▶ TASK TO COMPLETE:
Find the line that contains "Target — burnt charcoal". Output it and every line after it to the end of the records, exactly as they appear.

[Point placement records]
# # # # #

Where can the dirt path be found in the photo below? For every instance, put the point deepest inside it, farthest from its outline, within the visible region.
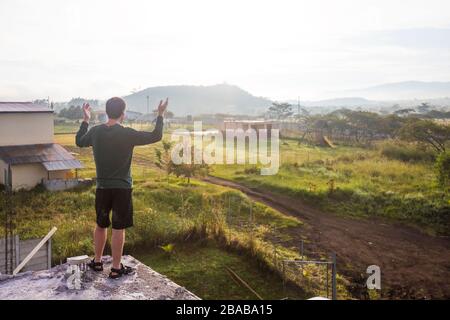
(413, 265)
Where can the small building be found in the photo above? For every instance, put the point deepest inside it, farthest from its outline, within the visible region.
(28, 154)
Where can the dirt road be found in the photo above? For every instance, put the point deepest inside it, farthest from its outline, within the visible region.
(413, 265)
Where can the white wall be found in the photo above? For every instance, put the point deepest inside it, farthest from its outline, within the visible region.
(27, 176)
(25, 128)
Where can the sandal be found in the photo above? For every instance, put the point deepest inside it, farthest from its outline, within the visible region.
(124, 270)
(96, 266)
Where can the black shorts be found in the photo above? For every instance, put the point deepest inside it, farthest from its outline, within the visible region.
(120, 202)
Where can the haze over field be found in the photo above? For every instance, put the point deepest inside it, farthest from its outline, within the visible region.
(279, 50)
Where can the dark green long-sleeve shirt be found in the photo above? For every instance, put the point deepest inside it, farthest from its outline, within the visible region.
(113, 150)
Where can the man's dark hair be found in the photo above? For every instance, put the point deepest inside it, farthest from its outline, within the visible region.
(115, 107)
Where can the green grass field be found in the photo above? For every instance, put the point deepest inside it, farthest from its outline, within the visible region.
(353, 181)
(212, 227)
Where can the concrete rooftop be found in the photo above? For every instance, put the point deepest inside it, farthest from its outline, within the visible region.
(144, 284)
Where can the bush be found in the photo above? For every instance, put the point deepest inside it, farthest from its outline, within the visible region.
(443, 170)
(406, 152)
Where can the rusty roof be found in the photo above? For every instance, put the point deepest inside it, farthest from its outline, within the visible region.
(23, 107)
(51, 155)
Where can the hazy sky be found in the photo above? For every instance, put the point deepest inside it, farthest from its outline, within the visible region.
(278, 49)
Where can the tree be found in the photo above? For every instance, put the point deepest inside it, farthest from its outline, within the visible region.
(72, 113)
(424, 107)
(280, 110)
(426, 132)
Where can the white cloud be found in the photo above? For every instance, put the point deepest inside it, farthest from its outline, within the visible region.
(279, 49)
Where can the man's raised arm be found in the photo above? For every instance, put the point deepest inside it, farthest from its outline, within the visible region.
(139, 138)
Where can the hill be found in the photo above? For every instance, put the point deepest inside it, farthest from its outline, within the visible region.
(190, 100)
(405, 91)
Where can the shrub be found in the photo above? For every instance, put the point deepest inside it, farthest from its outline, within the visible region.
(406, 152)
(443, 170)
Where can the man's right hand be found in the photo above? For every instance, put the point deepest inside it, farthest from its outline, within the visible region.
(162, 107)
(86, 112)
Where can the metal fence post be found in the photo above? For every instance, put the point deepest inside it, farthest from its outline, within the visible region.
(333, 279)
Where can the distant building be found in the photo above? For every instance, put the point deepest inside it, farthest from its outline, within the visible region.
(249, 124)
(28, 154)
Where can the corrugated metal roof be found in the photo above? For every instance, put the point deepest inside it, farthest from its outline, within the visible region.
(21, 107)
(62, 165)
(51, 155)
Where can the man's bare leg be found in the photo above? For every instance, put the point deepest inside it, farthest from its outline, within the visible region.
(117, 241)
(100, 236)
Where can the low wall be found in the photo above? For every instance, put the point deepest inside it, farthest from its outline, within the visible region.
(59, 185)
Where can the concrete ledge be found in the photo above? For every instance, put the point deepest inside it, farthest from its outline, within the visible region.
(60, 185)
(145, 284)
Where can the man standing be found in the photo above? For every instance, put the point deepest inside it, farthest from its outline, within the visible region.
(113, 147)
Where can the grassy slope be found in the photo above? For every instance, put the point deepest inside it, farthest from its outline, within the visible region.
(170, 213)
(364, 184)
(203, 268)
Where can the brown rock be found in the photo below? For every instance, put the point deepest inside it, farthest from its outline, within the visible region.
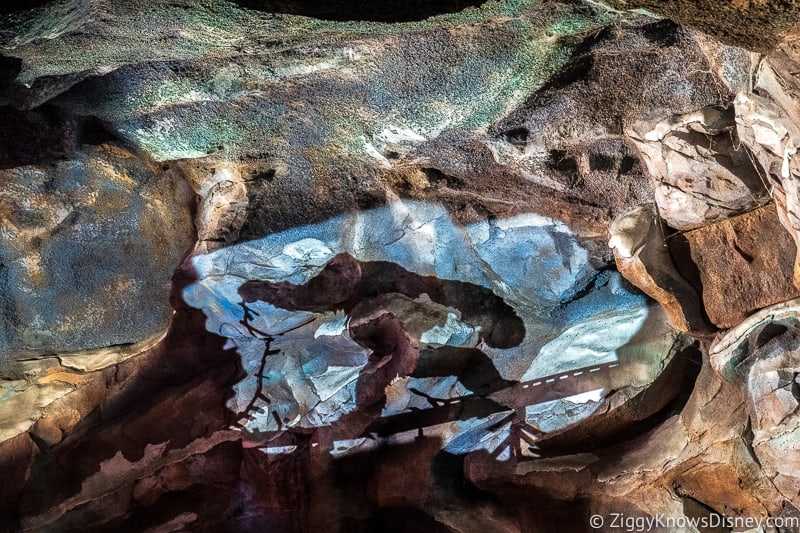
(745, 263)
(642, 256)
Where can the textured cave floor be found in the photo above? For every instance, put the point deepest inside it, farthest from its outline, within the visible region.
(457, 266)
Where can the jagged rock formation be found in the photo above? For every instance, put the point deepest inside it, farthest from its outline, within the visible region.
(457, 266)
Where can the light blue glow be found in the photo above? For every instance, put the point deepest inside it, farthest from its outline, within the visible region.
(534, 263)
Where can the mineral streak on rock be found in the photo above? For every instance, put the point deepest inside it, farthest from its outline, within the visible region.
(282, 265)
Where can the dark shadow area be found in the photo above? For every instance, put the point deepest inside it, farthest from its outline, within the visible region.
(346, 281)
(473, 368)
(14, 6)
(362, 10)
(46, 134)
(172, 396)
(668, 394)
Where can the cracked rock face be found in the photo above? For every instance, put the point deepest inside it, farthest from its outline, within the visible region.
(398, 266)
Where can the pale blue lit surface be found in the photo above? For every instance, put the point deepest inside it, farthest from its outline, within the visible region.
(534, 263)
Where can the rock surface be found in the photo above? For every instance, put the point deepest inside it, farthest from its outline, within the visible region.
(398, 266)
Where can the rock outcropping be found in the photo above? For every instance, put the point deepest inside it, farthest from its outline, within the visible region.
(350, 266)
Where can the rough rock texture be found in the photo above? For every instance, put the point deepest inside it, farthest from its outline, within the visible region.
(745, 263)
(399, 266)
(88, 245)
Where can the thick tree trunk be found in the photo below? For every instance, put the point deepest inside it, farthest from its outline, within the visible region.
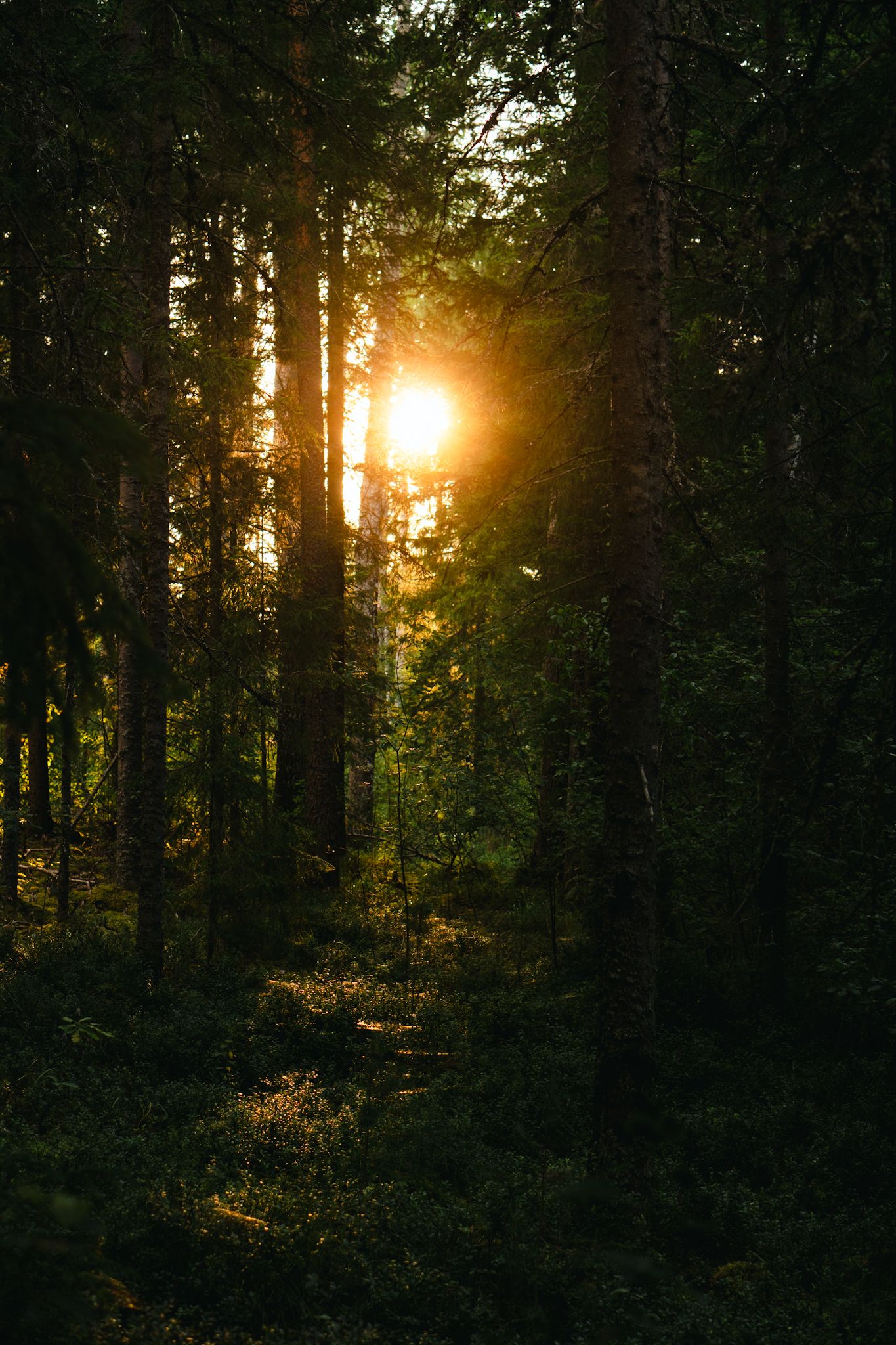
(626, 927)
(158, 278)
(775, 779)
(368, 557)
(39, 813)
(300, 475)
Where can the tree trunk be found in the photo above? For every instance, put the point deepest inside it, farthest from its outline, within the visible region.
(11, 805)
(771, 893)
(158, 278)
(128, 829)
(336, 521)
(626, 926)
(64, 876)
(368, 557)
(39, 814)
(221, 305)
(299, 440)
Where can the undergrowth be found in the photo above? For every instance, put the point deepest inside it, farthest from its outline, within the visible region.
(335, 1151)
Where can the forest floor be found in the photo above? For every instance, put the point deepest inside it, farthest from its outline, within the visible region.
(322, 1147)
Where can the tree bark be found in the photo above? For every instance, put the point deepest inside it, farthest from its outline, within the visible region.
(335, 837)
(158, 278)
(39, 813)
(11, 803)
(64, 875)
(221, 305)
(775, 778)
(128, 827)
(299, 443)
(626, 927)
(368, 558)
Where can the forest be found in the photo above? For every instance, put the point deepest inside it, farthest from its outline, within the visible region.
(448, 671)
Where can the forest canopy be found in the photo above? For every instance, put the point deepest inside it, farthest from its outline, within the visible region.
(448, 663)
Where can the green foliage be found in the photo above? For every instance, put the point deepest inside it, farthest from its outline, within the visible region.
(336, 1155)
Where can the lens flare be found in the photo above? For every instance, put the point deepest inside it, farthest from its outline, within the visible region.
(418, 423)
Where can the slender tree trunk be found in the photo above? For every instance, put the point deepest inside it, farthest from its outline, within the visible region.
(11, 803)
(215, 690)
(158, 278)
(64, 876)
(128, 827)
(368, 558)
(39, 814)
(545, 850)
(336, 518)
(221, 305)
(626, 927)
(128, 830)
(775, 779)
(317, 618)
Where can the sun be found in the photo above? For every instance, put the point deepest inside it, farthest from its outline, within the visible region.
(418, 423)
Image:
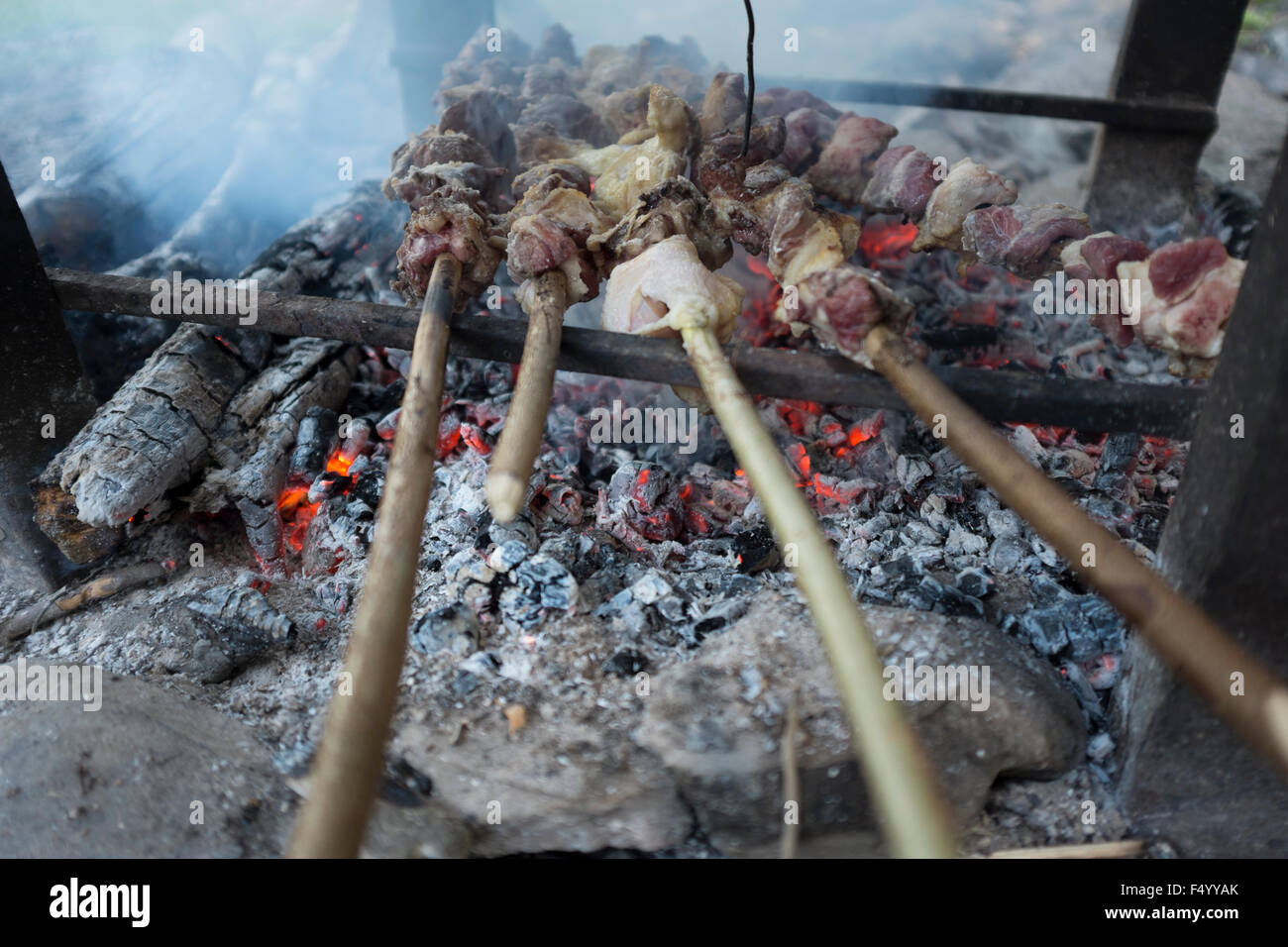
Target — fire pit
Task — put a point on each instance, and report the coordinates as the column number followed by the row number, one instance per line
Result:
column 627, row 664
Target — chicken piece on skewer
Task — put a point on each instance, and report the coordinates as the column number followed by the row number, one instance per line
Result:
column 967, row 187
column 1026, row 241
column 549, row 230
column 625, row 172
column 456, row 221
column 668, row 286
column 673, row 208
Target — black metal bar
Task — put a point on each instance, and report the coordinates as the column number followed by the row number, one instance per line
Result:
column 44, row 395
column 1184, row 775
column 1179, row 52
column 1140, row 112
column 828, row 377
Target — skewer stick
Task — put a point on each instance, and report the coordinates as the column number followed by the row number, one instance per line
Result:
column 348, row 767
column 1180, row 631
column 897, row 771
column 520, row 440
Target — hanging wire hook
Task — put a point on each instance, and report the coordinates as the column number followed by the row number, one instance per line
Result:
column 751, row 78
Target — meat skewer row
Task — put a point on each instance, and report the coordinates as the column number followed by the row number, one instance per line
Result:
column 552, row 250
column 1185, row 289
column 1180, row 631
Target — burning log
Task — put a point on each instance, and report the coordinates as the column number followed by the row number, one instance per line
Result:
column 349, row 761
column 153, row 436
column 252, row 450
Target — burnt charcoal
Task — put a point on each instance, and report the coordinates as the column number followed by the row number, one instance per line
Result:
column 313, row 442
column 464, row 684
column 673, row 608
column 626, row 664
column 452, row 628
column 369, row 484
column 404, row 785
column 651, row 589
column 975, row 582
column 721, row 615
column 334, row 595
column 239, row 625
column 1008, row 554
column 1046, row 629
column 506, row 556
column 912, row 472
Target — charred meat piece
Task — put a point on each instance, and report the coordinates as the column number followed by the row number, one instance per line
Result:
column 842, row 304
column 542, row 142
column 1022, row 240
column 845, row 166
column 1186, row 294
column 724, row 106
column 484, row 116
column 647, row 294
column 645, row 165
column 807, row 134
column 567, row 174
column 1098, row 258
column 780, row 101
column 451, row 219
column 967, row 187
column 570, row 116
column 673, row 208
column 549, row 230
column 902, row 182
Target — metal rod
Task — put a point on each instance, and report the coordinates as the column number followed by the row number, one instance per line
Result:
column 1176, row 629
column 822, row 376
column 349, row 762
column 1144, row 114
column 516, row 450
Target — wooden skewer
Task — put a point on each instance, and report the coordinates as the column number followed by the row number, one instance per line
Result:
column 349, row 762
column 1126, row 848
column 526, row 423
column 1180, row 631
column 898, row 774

# # # # #

▶ ANSWER TO THIS PROBLEM:
Target — burnt charcoal
Task — put a point on each instance, and report the coordinates as the column number followed by the row number, one instance per line
Result:
column 313, row 442
column 464, row 684
column 673, row 608
column 626, row 664
column 452, row 628
column 369, row 484
column 404, row 785
column 651, row 589
column 975, row 582
column 721, row 615
column 334, row 595
column 239, row 625
column 1008, row 554
column 1046, row 629
column 506, row 556
column 912, row 472
Target — charred meat piece
Task — put a point on each instance, and report the coordinates as the column number followed by the row number, one instance per line
Result:
column 842, row 304
column 542, row 142
column 1022, row 240
column 845, row 166
column 1186, row 294
column 724, row 106
column 484, row 116
column 647, row 294
column 645, row 165
column 807, row 134
column 567, row 174
column 1098, row 258
column 780, row 101
column 451, row 219
column 967, row 187
column 570, row 116
column 673, row 208
column 549, row 230
column 902, row 182
Target — metal rod
Task — put a point on each instance, and report the coordinates as the column number followed by the row number, one instance per line
Result:
column 1176, row 629
column 822, row 376
column 349, row 762
column 1144, row 114
column 516, row 450
Target — wooden skewer
Task — put a point on each instance, and report the coordinates as the column number followed by the row number, one instance per line
Result:
column 349, row 762
column 1126, row 848
column 526, row 423
column 1180, row 631
column 898, row 774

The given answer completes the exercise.